Prompt → For the listing below, print exactly the lines from the line with "point(180, 259)" to the line with "point(115, 203)", both included, and nothing beyond them.

Information supplied →
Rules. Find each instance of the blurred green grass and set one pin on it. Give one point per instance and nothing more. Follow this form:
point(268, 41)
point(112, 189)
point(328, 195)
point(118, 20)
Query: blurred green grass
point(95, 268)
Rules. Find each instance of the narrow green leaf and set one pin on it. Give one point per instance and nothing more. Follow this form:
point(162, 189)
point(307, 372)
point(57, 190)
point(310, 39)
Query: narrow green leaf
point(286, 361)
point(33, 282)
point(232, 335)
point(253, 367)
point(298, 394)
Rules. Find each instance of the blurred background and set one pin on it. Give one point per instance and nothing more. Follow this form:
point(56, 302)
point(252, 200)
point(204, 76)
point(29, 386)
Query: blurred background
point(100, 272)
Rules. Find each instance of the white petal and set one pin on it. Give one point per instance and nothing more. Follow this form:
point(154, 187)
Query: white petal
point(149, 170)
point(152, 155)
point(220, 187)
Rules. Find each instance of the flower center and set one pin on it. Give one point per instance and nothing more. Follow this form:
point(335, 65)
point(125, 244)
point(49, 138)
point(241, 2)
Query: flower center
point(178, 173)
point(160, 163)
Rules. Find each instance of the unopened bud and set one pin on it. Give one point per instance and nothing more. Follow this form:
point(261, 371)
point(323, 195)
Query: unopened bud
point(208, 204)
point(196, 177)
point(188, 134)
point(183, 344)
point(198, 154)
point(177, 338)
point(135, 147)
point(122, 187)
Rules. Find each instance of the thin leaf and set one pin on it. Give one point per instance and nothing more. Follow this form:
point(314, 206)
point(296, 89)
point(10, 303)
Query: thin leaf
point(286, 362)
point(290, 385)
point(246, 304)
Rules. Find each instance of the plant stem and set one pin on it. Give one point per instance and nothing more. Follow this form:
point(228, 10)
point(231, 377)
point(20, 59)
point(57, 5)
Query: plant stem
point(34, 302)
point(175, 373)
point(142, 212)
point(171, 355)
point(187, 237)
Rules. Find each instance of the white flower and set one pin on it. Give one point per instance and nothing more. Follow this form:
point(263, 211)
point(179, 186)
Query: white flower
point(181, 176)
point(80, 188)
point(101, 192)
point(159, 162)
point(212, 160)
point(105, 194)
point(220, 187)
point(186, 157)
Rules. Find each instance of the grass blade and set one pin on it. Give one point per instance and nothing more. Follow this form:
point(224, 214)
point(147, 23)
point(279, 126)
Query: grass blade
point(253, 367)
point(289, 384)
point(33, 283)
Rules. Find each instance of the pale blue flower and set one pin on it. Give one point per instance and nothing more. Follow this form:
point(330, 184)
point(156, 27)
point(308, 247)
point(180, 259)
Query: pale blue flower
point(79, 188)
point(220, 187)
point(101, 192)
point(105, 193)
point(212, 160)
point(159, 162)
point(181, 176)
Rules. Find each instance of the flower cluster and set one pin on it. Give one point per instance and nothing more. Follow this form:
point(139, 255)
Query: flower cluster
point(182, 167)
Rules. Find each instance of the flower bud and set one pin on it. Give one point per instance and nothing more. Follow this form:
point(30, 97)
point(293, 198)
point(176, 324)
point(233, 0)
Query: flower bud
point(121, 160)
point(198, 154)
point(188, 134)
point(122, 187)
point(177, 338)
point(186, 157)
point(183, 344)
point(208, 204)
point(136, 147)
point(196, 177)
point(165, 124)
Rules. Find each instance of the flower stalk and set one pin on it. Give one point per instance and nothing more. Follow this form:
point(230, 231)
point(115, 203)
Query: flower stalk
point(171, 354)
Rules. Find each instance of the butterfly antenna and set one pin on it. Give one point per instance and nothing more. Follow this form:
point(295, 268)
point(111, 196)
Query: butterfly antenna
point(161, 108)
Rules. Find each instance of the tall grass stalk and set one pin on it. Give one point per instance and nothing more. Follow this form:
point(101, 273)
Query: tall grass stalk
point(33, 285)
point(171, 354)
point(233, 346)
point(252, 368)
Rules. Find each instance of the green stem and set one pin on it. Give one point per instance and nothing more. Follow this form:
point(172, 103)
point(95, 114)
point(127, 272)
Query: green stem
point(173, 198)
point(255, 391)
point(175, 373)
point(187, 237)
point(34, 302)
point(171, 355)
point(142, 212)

Exercise solution →
point(180, 259)
Query: pale blue flower
point(79, 188)
point(220, 187)
point(101, 192)
point(105, 193)
point(212, 160)
point(159, 162)
point(181, 176)
Rules. Find each instance of the flower cluster and set one pin on it. Give one point per instance and nothing more. Follow this form:
point(139, 255)
Query: flower cluster
point(182, 167)
Rules. Find each instance of the flower bud and set one pin on it. Give one point per instance and nothing more. Follow this form:
point(30, 97)
point(293, 198)
point(176, 324)
point(233, 0)
Query: flower bud
point(121, 160)
point(198, 154)
point(188, 134)
point(122, 187)
point(177, 338)
point(186, 157)
point(183, 344)
point(208, 204)
point(136, 147)
point(196, 177)
point(165, 124)
Rules. Find each instance of the flower stalk and set one pin on it. Give one point per instance and nothing more. Follow this form:
point(230, 231)
point(115, 203)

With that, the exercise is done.